== EXCERPT PROVIDED

First embedded project with TotalCross

1. Introduction

Our first embedded project using TotalCross will be a simple but elegant interface to control a GPIO pin, that can be used to light an LED or even a relay that can switch on and off a more potent light bulb. To do that we will be learning how to use TotalCross’ Gpiod component, alongside the Switch, and the ImageControl components. The final result should look like this:

2. Assembling and testing the hardware

To understand the Gpiod module it is important to understand the libgpiod, which is an interface to manage GPIO in user space, present at the Linux Kernel since version 4.8. So, to start off, let’s assemble our hardware and try out a few of libgpiod command line tools. You will need the following components:

  • An LED
  • A 220 Ω resistor (or any other value up to 470 Ω)

====

TASK A:
According to the TotalCross tutorial excerpt, since which Linux Kernel version has libgpiod been present?
TASK B:
Please translate this sentence from the TotalCross tutorial excerpt into Spanish: "To do that we will be learning how to use TotalCross’ Gpiod component, alongside the Switch, and the ImageControl components."
TASK C:
Copy the stretch of the TotalCross tutorial excerpt from "First embedded project with" through "up to 470 Ω)".
The records come from a different source than the TotalCross tutorial excerpt.

== DATA EXCERPTS

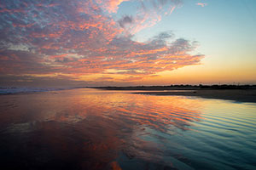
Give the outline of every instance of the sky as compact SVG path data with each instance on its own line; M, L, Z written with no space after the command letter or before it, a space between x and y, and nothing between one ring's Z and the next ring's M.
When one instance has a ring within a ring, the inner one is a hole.
M255 0L1 0L0 86L256 84Z

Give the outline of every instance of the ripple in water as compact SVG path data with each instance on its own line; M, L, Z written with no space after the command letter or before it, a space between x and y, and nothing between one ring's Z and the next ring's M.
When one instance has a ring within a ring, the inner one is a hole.
M255 169L256 105L92 89L0 99L3 169Z

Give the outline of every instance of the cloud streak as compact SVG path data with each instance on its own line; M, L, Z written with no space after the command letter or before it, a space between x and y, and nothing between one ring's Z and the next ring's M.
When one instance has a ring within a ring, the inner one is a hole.
M197 42L175 38L172 32L160 32L144 42L132 40L180 1L142 2L134 16L117 20L112 14L122 2L3 1L0 74L66 75L72 80L101 74L107 75L106 81L135 82L200 64L204 56L192 54ZM116 75L122 77L114 79Z

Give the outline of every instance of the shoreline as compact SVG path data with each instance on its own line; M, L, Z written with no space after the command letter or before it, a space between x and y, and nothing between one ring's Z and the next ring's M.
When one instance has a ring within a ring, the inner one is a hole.
M180 89L181 90L181 89ZM148 95L182 95L195 96L205 99L227 99L236 102L256 103L256 89L189 89L187 92L136 92L131 94L148 94ZM191 91L193 90L193 91Z

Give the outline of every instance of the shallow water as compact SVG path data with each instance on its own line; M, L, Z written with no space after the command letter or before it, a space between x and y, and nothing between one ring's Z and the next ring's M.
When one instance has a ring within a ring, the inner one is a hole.
M0 96L1 169L256 169L256 104L130 93Z

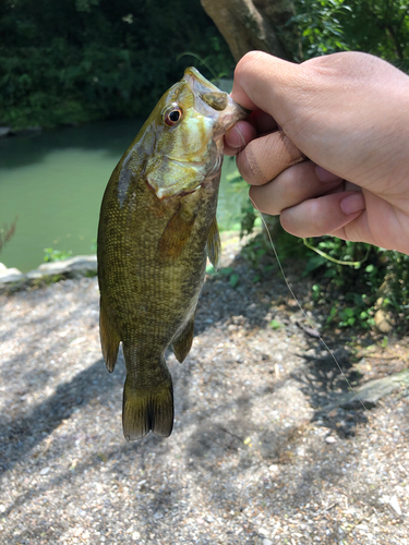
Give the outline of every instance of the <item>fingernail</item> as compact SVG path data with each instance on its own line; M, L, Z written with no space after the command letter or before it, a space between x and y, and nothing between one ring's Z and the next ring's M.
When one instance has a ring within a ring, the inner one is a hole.
M354 214L356 211L363 210L365 207L365 199L361 192L357 191L352 195L348 195L340 202L341 210L346 216Z
M333 172L329 172L329 170L323 169L323 167L320 167L318 165L315 167L315 172L322 182L336 182L338 180L341 180L341 178L339 178L339 175L333 174Z

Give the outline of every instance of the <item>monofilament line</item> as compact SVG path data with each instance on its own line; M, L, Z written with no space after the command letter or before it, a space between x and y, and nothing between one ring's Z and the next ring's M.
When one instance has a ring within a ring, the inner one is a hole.
M334 352L330 350L330 348L328 347L328 344L325 342L325 340L321 337L320 335L320 331L316 327L316 324L314 324L314 322L306 315L305 311L303 310L303 307L301 306L299 300L297 299L294 292L292 291L292 288L291 286L289 284L288 280L287 280L287 277L286 277L286 274L284 271L284 268L281 266L281 262L279 261L279 257L278 257L278 254L277 254L277 251L276 251L276 246L273 242L273 239L272 239L272 235L269 233L269 230L268 230L268 227L267 227L267 223L265 222L265 219L263 218L263 214L258 210L257 206L255 205L254 201L250 197L250 201L252 202L252 205L254 206L254 208L257 210L262 221L263 221L263 225L265 227L265 230L267 231L267 235L268 235L268 240L272 244L272 249L273 249L273 252L274 252L274 255L277 259L277 264L278 264L278 267L280 269L280 272L282 275L282 278L284 278L284 281L286 282L286 286L288 288L288 291L291 293L292 298L294 299L296 303L298 304L302 315L304 316L304 318L306 319L306 322L310 324L310 326L313 328L313 329L316 329L317 334L318 334L318 340L320 342L323 344L323 347L325 347L325 349L327 350L328 354L332 356L332 359L334 360L334 362L336 363L340 374L342 375L345 382L347 383L348 387L351 389L351 391L353 392L353 395L356 396L356 398L358 399L358 401L361 403L361 405L363 407L363 409L365 411L368 411L369 409L365 407L364 402L362 401L362 399L359 397L359 393L358 391L353 388L353 386L351 385L351 383L348 380L348 377L347 375L344 373L342 371L342 367L340 366L340 364L338 363L338 360L335 358L335 354Z

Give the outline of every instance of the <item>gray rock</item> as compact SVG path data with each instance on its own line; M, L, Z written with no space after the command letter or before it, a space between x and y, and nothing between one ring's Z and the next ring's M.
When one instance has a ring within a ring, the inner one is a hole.
M38 278L39 276L83 276L87 272L95 274L97 271L96 255L76 255L69 259L60 262L43 263L37 269L27 274L28 278Z

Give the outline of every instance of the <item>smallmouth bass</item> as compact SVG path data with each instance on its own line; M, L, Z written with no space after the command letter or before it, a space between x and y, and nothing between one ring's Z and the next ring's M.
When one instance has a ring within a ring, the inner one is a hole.
M127 149L104 194L97 239L99 331L109 372L122 342L122 427L168 437L173 390L165 353L193 340L206 258L217 267L222 135L248 111L194 68L170 87Z

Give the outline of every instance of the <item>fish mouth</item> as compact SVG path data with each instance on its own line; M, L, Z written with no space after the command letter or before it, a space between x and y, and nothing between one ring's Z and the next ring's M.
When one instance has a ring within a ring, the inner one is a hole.
M187 189L181 187L180 191L176 191L176 187L178 186L178 184L169 185L168 187L155 187L154 185L152 185L149 183L148 180L145 180L145 181L146 181L146 185L148 186L148 189L152 192L155 193L158 201L168 201L172 197L182 198L182 197L185 197L187 195L190 195L191 193L195 193L202 186L202 183L200 183L196 187L193 187L192 190L187 190Z
M195 108L202 114L214 119L214 141L249 116L249 110L234 102L230 95L206 80L195 68L188 68L183 80L196 98Z

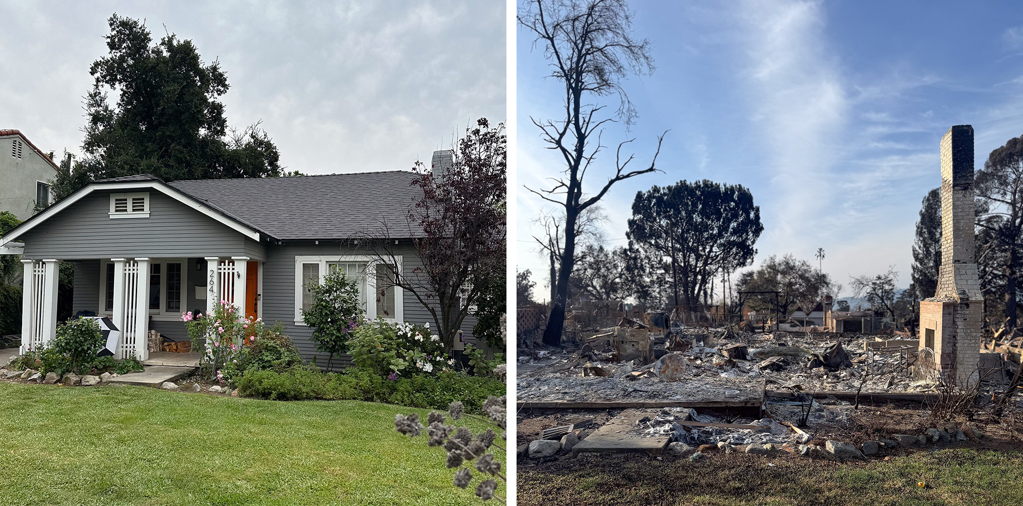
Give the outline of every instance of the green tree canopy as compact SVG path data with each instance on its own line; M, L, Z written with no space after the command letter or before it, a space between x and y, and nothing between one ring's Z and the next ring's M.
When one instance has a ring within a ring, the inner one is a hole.
M136 174L165 181L281 175L277 147L259 123L228 128L219 101L227 75L217 60L205 64L192 42L174 34L154 44L141 20L114 14L108 24L109 54L89 70L83 156L61 164L53 184L58 197L90 181Z

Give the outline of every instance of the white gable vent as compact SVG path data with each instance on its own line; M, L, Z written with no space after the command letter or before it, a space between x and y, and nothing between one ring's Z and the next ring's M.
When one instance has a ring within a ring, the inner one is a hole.
M149 218L149 193L110 193L110 218Z

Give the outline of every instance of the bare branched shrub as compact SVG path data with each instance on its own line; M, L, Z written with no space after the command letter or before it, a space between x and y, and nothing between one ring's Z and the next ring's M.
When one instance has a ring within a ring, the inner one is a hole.
M986 374L981 374L980 368L977 368L976 372L977 379L967 384L966 387L955 385L949 377L950 374L939 374L937 377L937 399L928 403L931 417L947 422L952 421L959 415L968 415L975 411L980 398L980 383L986 376Z

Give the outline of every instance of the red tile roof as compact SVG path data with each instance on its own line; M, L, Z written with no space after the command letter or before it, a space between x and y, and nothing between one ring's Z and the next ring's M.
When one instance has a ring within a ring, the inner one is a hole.
M8 135L16 135L16 136L20 137L21 140L24 140L25 143L29 145L29 147L31 147L34 151L36 151L37 153L39 153L39 155L42 156L43 159L45 159L46 162L49 162L50 165L53 166L53 169L56 169L58 171L60 170L60 167L58 167L56 164L54 164L53 160L50 159L50 157L46 153L44 153L42 151L42 149L39 149L38 147L36 147L36 145L33 144L32 141L29 140L29 138L26 137L25 134L23 134L21 132L19 132L17 130L0 130L0 137L6 137Z

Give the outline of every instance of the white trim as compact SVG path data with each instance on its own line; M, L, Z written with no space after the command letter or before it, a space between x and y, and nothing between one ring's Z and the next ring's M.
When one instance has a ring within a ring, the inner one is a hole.
M395 262L398 264L398 273L403 274L402 256L396 255ZM333 262L364 262L366 264L365 286L366 293L366 319L376 319L376 270L377 264L383 264L380 258L367 255L316 255L316 256L296 256L295 257L295 324L306 326L302 321L302 264L319 264L320 282L327 273L327 264ZM369 294L373 296L370 297ZM405 295L400 286L394 287L394 318L385 318L386 321L405 321Z
M117 200L125 199L125 212L117 212ZM132 211L134 200L142 198L142 211ZM110 218L149 218L149 192L139 191L135 193L110 193L110 211L107 213Z
M256 240L256 241L260 240L260 233L257 232L256 230L253 230L250 227L247 227L247 226L244 226L244 225L242 225L242 224L240 224L240 223L238 223L238 222L236 222L234 220L231 220L230 218L227 218L227 217L221 215L220 213L217 213L216 211L213 211L212 209L210 209L210 208L208 208L206 205L203 205L203 204L201 204L201 203L192 200L191 198L185 196L184 193L182 193L182 192L174 189L173 187L171 187L169 185L166 185L164 183L160 183L158 181L138 181L138 182L125 182L125 183L98 183L98 184L97 183L92 183L92 184L89 184L85 188L82 188L82 189L76 191L75 193L71 194L70 196L62 198L60 201L53 203L49 208L46 208L46 210L44 210L43 212L39 213L38 215L30 218L29 222L31 222L31 223L27 223L24 226L24 228L23 227L18 227L18 229L13 230L10 233L8 233L7 235L5 235L3 238L0 238L0 241L2 241L2 242L0 242L0 245L6 244L6 243L11 242L14 239L20 237L26 232L28 232L28 231L36 228L40 223L43 223L46 220L49 220L53 215L55 215L55 214L63 211L69 205L71 205L71 204L73 204L73 203L81 200L82 198L84 198L86 195L89 195L93 191L96 191L96 190L124 190L124 189L134 189L134 188L151 188L151 189L154 189L157 191L160 191L160 192L164 193L165 195L170 196L170 197L178 200L179 202L184 203L185 205L188 205L189 208L191 208L191 209L193 209L195 211L198 211L199 213L202 213L202 214L204 214L204 215L206 215L206 216L208 216L210 218L213 218L214 220L216 220L216 221L218 221L218 222L220 222L220 223L222 223L224 225L227 225L232 230L235 230L236 232L244 235L246 237L249 237L250 239L253 239L253 240Z
M8 243L6 246L0 246L0 255L25 255L25 243L14 242Z

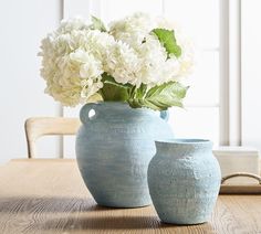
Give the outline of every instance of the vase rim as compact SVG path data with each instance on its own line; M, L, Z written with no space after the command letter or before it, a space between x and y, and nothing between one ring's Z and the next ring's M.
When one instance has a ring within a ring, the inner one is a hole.
M199 138L177 138L177 139L164 139L156 140L156 145L167 143L167 145L209 145L212 143L209 139Z

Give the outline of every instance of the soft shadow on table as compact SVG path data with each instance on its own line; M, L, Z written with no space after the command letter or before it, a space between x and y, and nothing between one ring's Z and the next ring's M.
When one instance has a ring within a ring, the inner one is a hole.
M112 209L98 206L91 198L1 198L0 216L14 215L13 222L27 222L30 231L157 230L189 228L160 222L150 208ZM1 220L1 219L0 219ZM12 219L9 221L12 224ZM14 224L14 223L13 223ZM213 233L210 224L201 225Z
M92 198L41 198L8 196L0 200L1 213L30 213L39 209L42 213L103 211Z

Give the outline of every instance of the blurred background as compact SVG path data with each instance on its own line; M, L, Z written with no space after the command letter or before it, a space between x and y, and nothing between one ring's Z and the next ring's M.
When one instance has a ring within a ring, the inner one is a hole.
M261 149L260 0L0 0L0 163L27 157L24 120L77 117L44 94L40 42L74 15L105 23L136 11L165 15L195 45L185 108L171 108L176 137ZM75 157L74 137L41 138L39 155Z

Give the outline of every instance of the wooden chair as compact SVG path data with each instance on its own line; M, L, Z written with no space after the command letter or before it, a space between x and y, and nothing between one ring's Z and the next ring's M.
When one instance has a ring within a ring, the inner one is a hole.
M46 135L75 135L81 121L79 118L33 117L25 120L28 158L36 156L36 139Z

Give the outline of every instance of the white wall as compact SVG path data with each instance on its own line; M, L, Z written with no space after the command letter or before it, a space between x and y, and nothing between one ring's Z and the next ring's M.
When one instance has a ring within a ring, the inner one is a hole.
M242 142L261 150L260 11L260 0L242 0Z
M23 124L29 116L54 116L56 104L43 93L41 39L60 21L60 0L0 0L0 163L25 157ZM54 155L54 140L40 142L43 155Z

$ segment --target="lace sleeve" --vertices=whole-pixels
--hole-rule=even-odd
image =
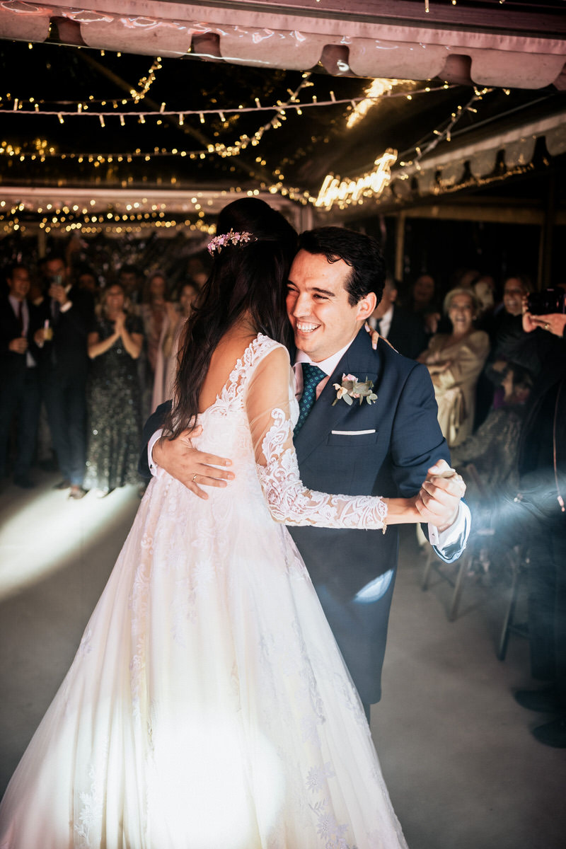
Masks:
[[[378,497],[331,495],[303,486],[293,446],[289,354],[272,351],[249,381],[246,410],[258,475],[269,510],[285,525],[378,529],[387,503]]]

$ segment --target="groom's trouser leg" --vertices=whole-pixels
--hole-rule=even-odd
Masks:
[[[322,610],[364,706],[381,698],[381,669],[385,654],[395,570],[362,588],[354,599],[342,599],[328,585],[316,586]],[[383,580],[382,580],[383,579]]]

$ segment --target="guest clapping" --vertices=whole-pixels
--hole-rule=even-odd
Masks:
[[[478,303],[471,290],[453,289],[444,301],[452,325],[450,334],[435,334],[418,361],[429,368],[438,403],[438,420],[448,445],[462,442],[472,432],[478,376],[490,342],[474,321]]]
[[[88,387],[88,448],[85,486],[105,495],[137,483],[141,436],[136,360],[143,342],[142,322],[127,312],[124,290],[111,285],[103,295],[88,335],[93,361]]]

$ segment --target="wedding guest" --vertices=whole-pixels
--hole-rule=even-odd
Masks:
[[[151,409],[157,356],[164,328],[169,323],[167,311],[167,284],[162,272],[154,272],[148,278],[143,303],[138,306],[144,337],[145,363],[143,380],[142,405],[143,412]]]
[[[489,503],[485,506],[493,506],[503,490],[516,491],[518,482],[517,446],[533,380],[522,366],[510,363],[502,385],[502,403],[491,410],[473,436],[451,452],[452,464],[466,481],[468,501],[476,500],[479,506],[486,494]],[[478,491],[478,483],[482,492]]]
[[[85,495],[87,336],[94,307],[90,293],[69,282],[63,257],[48,256],[45,273],[48,290],[42,315],[49,334],[39,331],[45,346],[40,368],[49,428],[63,475],[56,488],[69,489],[69,498],[78,499]]]
[[[141,410],[136,360],[143,343],[141,319],[129,312],[123,288],[113,284],[103,295],[88,335],[92,364],[85,486],[97,489],[100,495],[139,482]]]
[[[33,486],[30,467],[40,407],[39,350],[35,338],[41,318],[27,300],[30,292],[27,267],[13,266],[8,270],[7,284],[8,295],[0,298],[0,478],[6,475],[8,447],[15,418],[14,482],[30,489]]]
[[[98,279],[92,268],[82,268],[76,276],[76,284],[79,289],[90,292],[95,301],[100,294]]]
[[[487,334],[474,327],[477,310],[471,290],[453,289],[444,301],[451,333],[435,334],[418,357],[429,368],[439,424],[451,448],[472,433],[476,383],[490,350]]]
[[[503,302],[501,309],[482,323],[490,335],[490,352],[478,380],[476,391],[475,426],[481,424],[492,405],[497,407],[503,398],[502,379],[507,363],[520,362],[533,374],[537,363],[530,357],[524,346],[527,334],[523,329],[523,298],[532,291],[530,281],[523,275],[509,277],[503,284]],[[527,344],[527,349],[530,346]],[[523,350],[522,350],[523,349]]]
[[[397,306],[396,299],[397,284],[388,275],[383,297],[367,323],[400,354],[414,360],[427,346],[427,334],[421,317]]]
[[[124,288],[124,294],[132,307],[141,304],[143,277],[137,266],[125,263],[118,273],[118,282]]]
[[[520,533],[529,545],[529,644],[537,689],[515,699],[546,714],[532,734],[566,748],[566,315],[531,315],[523,326],[539,349],[536,378],[518,447]]]
[[[179,303],[167,302],[167,321],[164,322],[157,350],[152,410],[157,409],[160,404],[172,397],[179,338],[199,295],[199,286],[193,280],[188,280],[181,286]]]

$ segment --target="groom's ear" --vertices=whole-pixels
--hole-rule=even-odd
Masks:
[[[378,306],[378,298],[375,292],[368,292],[361,301],[357,302],[356,321],[367,321],[372,312]]]

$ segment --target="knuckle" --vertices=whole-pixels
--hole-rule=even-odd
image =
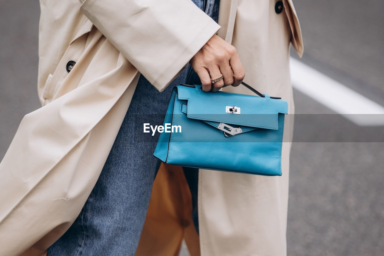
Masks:
[[[222,80],[217,81],[214,84],[214,86],[216,88],[221,88],[224,86],[224,81]]]
[[[233,45],[230,45],[229,47],[228,52],[231,55],[236,55],[237,54],[237,50]]]
[[[237,79],[242,80],[245,77],[245,72],[243,70],[241,70],[237,72],[234,75],[234,76]]]
[[[215,63],[216,62],[216,58],[214,56],[210,55],[204,58],[204,60],[207,63]]]
[[[233,77],[227,78],[224,81],[224,83],[227,85],[230,85],[235,82]]]

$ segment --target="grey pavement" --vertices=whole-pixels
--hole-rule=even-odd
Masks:
[[[305,44],[301,60],[384,106],[384,1],[294,2]],[[36,0],[0,7],[1,159],[23,116],[40,106],[40,10]],[[333,113],[294,93],[296,113]],[[290,256],[384,255],[384,143],[354,141],[293,143]]]

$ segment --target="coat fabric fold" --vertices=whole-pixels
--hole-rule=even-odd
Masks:
[[[302,41],[293,5],[283,2],[277,14],[274,1],[239,1],[232,33],[223,21],[232,2],[221,0],[219,34],[231,36],[245,81],[287,100],[293,113],[289,49],[291,42],[301,55]],[[43,106],[24,117],[0,163],[1,256],[45,250],[65,232],[97,180],[138,75],[162,91],[220,28],[189,0],[40,3]],[[247,93],[239,89],[225,89]],[[285,144],[281,177],[200,171],[202,255],[284,255]]]

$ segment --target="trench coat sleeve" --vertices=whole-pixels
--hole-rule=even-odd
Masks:
[[[220,26],[190,0],[79,0],[79,10],[162,91]]]

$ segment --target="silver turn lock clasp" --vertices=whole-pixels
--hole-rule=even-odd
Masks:
[[[224,135],[225,137],[233,136],[243,132],[243,130],[240,127],[232,127],[224,123],[219,123],[217,128],[224,132]]]

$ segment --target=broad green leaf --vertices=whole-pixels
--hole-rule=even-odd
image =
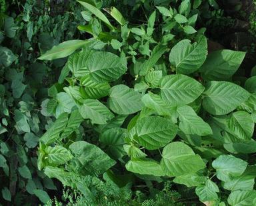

====

SOLUTION A:
Since version 4.8.

SOLUTION B:
Para hacerlo, estaremos aprendiendo a usar el componente Gpiod de TotalCross, junto con los componentes Switch e ImageControl.

SOLUTION C:
First embedded project with TotalCross

1. Introduction

Our first embedded project using TotalCross will be a simple but elegant interface to control a GPIO pin, that can be used to light an LED or even a relay that can switch on and off a more potent light bulb. To do that we will be learning how to use TotalCross’ Gpiod component, alongside the Switch, and the ImageControl components. The final result should look like this:

2. Assembling and testing the hardware

To understand the Gpiod module it is important to understand the libgpiod, which is an interface to manage GPIO in user space, present at the Linux Kernel since version 4.8. So, to start off, let’s assemble our hardware and try out a few of libgpiod command line tools. You will need the following components:

  • An LED
  • A 220 Ω resistor (or any other value up to 470 Ω)